What you need to do: Please reproduce every one of the rows below word for word, line by line.

Provided records:
• • • •
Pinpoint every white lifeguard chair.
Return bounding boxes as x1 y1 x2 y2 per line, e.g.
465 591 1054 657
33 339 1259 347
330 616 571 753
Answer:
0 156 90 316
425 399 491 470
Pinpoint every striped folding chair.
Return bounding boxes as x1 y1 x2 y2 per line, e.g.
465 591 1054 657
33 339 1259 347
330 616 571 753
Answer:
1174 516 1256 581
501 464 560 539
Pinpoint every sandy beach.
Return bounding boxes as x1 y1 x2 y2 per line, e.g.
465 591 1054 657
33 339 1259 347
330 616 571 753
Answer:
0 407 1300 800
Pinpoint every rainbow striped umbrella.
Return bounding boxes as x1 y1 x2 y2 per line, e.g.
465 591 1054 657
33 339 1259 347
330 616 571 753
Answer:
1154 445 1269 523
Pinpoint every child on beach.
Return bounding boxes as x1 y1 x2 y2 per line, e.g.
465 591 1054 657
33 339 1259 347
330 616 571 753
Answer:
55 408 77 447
• • • •
Answer to the exercise:
Pinpoint every white lifeguard chair.
Return bounding boxes as x1 y1 x2 y2 per line, e.g.
465 591 1054 657
33 339 1259 347
330 616 571 753
Answer:
0 156 90 316
425 399 491 470
Pinpoint every striped folding chair.
Return bounding boxes as x1 y1 x2 y2 per line, e.g.
465 591 1054 657
33 339 1259 347
330 616 571 753
Answer:
1174 516 1256 581
501 464 560 539
Pinpoint every sandy beach.
Return bounding boxes as x1 y1 x2 y2 per line, e.g.
465 591 1054 657
33 339 1259 347
330 616 571 753
Answer:
0 407 1300 800
Pinpoint every rainbow striped umbrella.
Return bounding boxes as x1 y1 x2 y2 per line, e.g.
465 591 1054 657
33 339 1259 347
330 616 571 753
Answer:
1154 445 1269 523
Pinpoint every child on beach.
Return bounding boxes as x1 y1 x2 y2 per line, e.g.
465 591 1054 657
33 339 1259 347
330 616 571 753
Answer:
55 408 77 447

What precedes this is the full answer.